***** Dokumentabschnitt *****
# Erfahrungen mit DLAN



## roadgecko (16. Mai 2011)

Wir denken gerade darüber nach einen Kabelanschluss (UnityMedia) zu unserem Haus zwecks schnellerem Internet legen zu lassen. Das einfachste wäre nun wenn der Anschluss im Keller von der Straße ankommt. Da die Zimmer die einen Internetanschluss benötigen allerdings im EG und 1OG liegen denke ich darüber nach das Internet via DLAN im Haus zu verteilen. Da ich aber keinerlei Erfahrungen mit DLAN habe wollte ich mal bei euch umhören.

Wie sieht es mit der Geschwindigkeit und der Qualität/Signal(Verlust ?) aus ?

WLAN vom Keller bis zum 1OG kommt nicht in Frage entweder DLAN oder wenn es nicht anders Geht müssen halte Kabel gezogen werden.

Ich freue mich auf eure Antworten


----------



## Cook2211 (16. Mai 2011)

Wir nutzen bei uns DLAN von Devolo, vom EG ins erste OG. Funktioniert problemlos. Einstöpseln, fertig. Den Speed müsste ich mal nachmessen. Meiner Erfahrung nach macht DLAN weniger Probleme als WLAN. Einzige Voraussetzung ist eine relativ moderne Stromversorgung (kein Altbau).


----------



## Artas (16. Mai 2011)

Ich habe auch DLAN und zwar welche von TP-Link. Habe keine Probleme damit. Die Leistung ist zwar nicht so gut als mit Lan, aber trotzdem die Übertragung ist viel stabiler als mit Wlan. 
Achja mein Router steht im Keller und mein Pc auf dem Dachboden eines (10 Jahre alten) Einfamilienhauses. 
Falls du genug Geld hast, würde ich dir Dlan empfehlen.


----------



## PMueller1 (16. Mai 2011)

.


----------



## BloodySuicide (16. Mai 2011)

Wenn selbst sowas zeitkritisches wie Entertain darüber funktioniert 
Probiers aus. Einziges Problem könnte sein, dass dein Hausnetz nicht mitspielt


----------



## WeistDu (16. Mai 2011)

Servus,

Ich habe Dlan seit ca einem Halben Jahr und bin eigentlich mit der Leistung sehr zufrieden. (EG -> 1.OG). In einem Ca 40-50 Jahre altem Einfamilienhaus mit ca 10-20 Jahre alten Stromleitungen und es wird auch auf verschiedenen Phasen genutzt und das ohne Probleme.

Mehrfachsteckdosen reduzieren die Leistung aber Spürbar.

MfG WeistDU


----------



## Maxanier (16. Mai 2011)

Ich bin mit meinem Dlan( von devolo) auch zufrieden reicht vom Keller bis ins 2. OG, die Geschwindigkeit ist fürs Internet auf jedem Fall schnell genug und es ist einfach einzurichten. Es kann höchstens Probleme mit dem hausnetz geben.


----------



## NiGHT. (16. Mai 2011)

Hab welche von TP-Link laufen wunderbar  EG - OG keine Probleme / durch DLan endlich volle Geschwindigkeit... bzw mit Wlan bekam ich nur die hälfte von meinem Internet


----------



## blueray95 (16. Mai 2011)
***** Bereitgestellte Daten *****
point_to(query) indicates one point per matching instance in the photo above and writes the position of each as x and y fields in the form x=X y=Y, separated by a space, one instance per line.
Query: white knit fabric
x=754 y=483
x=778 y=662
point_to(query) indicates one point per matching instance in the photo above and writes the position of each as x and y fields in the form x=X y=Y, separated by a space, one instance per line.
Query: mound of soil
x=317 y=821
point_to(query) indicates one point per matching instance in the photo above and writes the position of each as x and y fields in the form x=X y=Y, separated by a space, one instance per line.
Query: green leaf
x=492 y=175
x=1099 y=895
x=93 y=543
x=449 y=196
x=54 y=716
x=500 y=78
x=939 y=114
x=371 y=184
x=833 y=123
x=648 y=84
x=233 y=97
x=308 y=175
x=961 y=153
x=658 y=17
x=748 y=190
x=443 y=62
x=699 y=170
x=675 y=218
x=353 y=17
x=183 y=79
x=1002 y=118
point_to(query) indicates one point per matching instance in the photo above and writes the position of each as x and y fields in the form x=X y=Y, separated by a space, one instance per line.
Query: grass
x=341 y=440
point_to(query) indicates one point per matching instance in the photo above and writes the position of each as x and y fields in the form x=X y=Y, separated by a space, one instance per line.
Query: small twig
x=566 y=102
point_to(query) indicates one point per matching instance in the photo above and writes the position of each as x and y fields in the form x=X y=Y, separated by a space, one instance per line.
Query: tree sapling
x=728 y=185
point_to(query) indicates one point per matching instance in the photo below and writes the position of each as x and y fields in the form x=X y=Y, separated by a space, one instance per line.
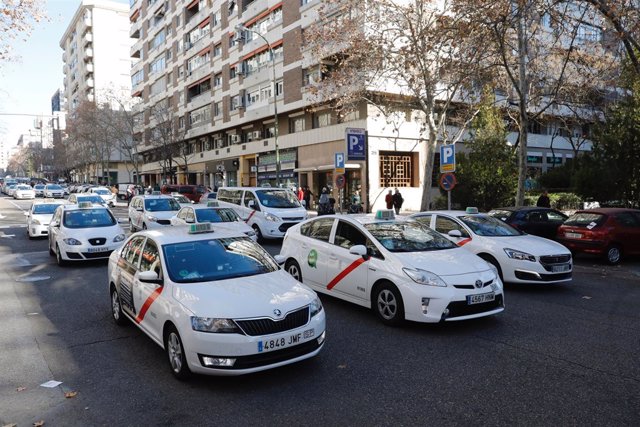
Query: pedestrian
x=543 y=200
x=388 y=199
x=397 y=201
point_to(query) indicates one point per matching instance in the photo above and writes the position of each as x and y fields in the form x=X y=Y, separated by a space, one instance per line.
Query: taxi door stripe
x=344 y=272
x=155 y=294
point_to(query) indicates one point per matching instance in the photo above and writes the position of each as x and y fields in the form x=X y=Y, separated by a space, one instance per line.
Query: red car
x=608 y=232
*****
■ **Aufgabenstellung**
Führen Sie den Forenthread über Erfahrungen mit DLAN dort weiter, wo er aufhört. Die Zeilen sind hierfür ohne Belang.

■ **Ergebnis**
also ich hab ein set von devolo gekauft also dlan gerade so aufgekommen ist und es war zum 
sobald man mit einem der beiden adapter in einen anderen sicherungskreis des stromnetzes ist ging nichts mehr aber ich denke dass die technik heute um einiges besser ist


----------



## watercooled (16. Mai 2011)

Ich benutze seit fast 4 Jahren DLan Adapter. Habe welche von Devolo die nun seit 4 Jahren 24/7 ohne Probleme laufen.


----------



## Cook2211 (17. Mai 2011)

blueray95 schrieb:


> also ich hab ein set von devolo gekauft also dlan gerade so aufgekommen ist und es war zum
> sobald man mit einem der beiden adapter in einen anderen sicherungskreis des stromnetzes ist ging nichts mehr aber ich denke dass die technik heute um einiges besser ist



Ja, die alten Dinger waren wirklich zum

Ständig Verbindungsabbrüche usw. Aber die aktuellen Adapter sind wirklich klasse, und laufen problemlos


----------



## Bulsa (17. Mai 2011)

Hi,
nutze ebenfalls DLAN. Seit ca. 2 Jahren, vom Keller bis 2. OG und läuft eigentlich super. Allerdings ist schon ein geringer Leistungsverlust festzustellen. Gerade bei den Speedtests im Internet.


----------



## roadgecko (17. Mai 2011)

Danke für eure zahlreichen Antworten. Ich kann ja ma bei zb. MM fragen ob man DLAN bei nicht gefallen einfach so ohne weiteres Umtauschen kann wenn es einem nicht gefällt. 
Heute ist auch das Angebot von UnityMedia gekommen. DSL 32.000 wäre schon besser als die Telekom bzw. 1&1 Alternatvie mit 6.000


----------



## noxXx (20. Mai 2011)

Also ich habe 3x DLAN 200AVPlus (ich würde schon die 200er nehmen und keine 100er, weil die reale Datenmenge sowieso geringer ist und die 100er evtl. zu großen Verlust haben; und die AvPlus haben gegenüber AVMini den Vorteil, dass dir keine Steckdose verloren geht). Bis jetzt hab ich nur 3Mbit/s DSL vom Telearch, aber Vertrag mit UM für 32Mbit/s schon unterschrieben
Die Installation ist echt einfach von den Teilen und auch stabile Verbindung. Kannst auch Geld sparen, indem du einen (oder mehrere) Adapter weniger kaufst wenn du mehrere Geräte im gleichen Raum hast (einfach Swich anschließen).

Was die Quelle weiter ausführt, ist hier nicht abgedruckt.